_Selected text_:

Pearson v Official Assignee

Case

[2022] NZCA 158

4 May 2022 at 2.30 pm


IN THE COURT OF APPEAL OF NEW ZEALAND

I TE KŌTI PĪRA O AOTEAROA

 CA511/2021
 [2022] NZCA 158

BETWEEN

ANDREA REBECCA PEARSON
Appellant

AND

THE OFFICIAL ASSIGNEE
Respondent

Court:

Courtney and Dobson JJ

Counsel:

R Marsich for Appellant
GAD Neil and S P Farnell for Respondent

Judgment:
(On the papers)

4 May 2022 at 2.30 pm

JUDGMENT OF THE COURT

The application for strike out is granted.

____________________________________________________________________

REASONS OF THE COURT

(Given by Dobson J)

  1. The Official Assignee, who is the respondent in this appeal, has applied for it to be struck out under r 44A of the Court of Appeal (Civil) Rules 2005.  The appeal has been brought by the appellant, Ms Pearson, from a decision of the High Court that confirmed the jurisdiction of the District Court to issue a warrant for the recovery of land in order to enforce a possession order,[1] in circumstances where the value of the land exceeds $500,000.[2]  The strike out is sought on the basis that the appeal is frivolous, vexatious, or otherwise an abuse of the process of the Court.[3]

The background

[1]Made by the District Court pursuant to s 152(2) of the Insolvency Act 2006.

[2]Official Assignee v Pearson [2021] NZHC 1892 [High Court judgment].

[3]Court of Appeal (Civil) Rules 2005, r 44A(1)(c).

  1. Ms Pearson was adjudicated bankrupt in November 2016.  She owned a residential property in Auckland that vested in the Official Assignee (the Assignee).  The Assignee gave notice to Ms Pearson in March 2018 to vacate the property, but she refused to comply then and has consistently maintained her refusal since that time.

_Given information_:
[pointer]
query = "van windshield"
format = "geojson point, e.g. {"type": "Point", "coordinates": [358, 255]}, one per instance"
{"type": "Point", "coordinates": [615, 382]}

_Tasks to carry out_:
**a.** Decide whether each of the following statements agrees with the court judgment. For each, answer yes or no and quote the words of the judgment that settle it. (i) Ms Pearson was adjudicated bankrupt in November 2016. (ii) The reasons of the court were given by Courtney J. (iii) The land in question is worth less than $500,000.
**b.** Write the next part of the court judgment, picking up after its final sentence.

_Answers to each task_:
**a.**
(i) Yes: "Ms Pearson was adjudicated bankrupt in November 2016."
(ii) No: "(Given by Dobson J)"
(iii) No: "in circumstances where the value of the land exceeds $500,000."

**b.**
  2. The Assignee obtained an order from the District Court under s 152(2) of the Insolvency Act 2006 granting the Assignee possession of the property.[4]  An agreement was then reached that the Assignee would defer enforcing the District Court order, in reliance on an undertaking from Ms Pearson that she would deliver up vacant possession of the property by 4 September 2019.  The undertaking completed by Ms Pearson on 30 May 2019 included the following:

    … if I fail to deliver up vacant possession of the Property in accordance with my undertaking at 1 above, I will not bring any proceeding, application, complaint or take any step or initiate any other process for the purpose of (or that may have the effect of) delaying, hindering or abrogating the right of the Official Assignee to possession of the Property pursuant to the possession order of the District Court …

    [4]Official Assignee v Pearson [2018] NZDC 23932 [District Court judgment].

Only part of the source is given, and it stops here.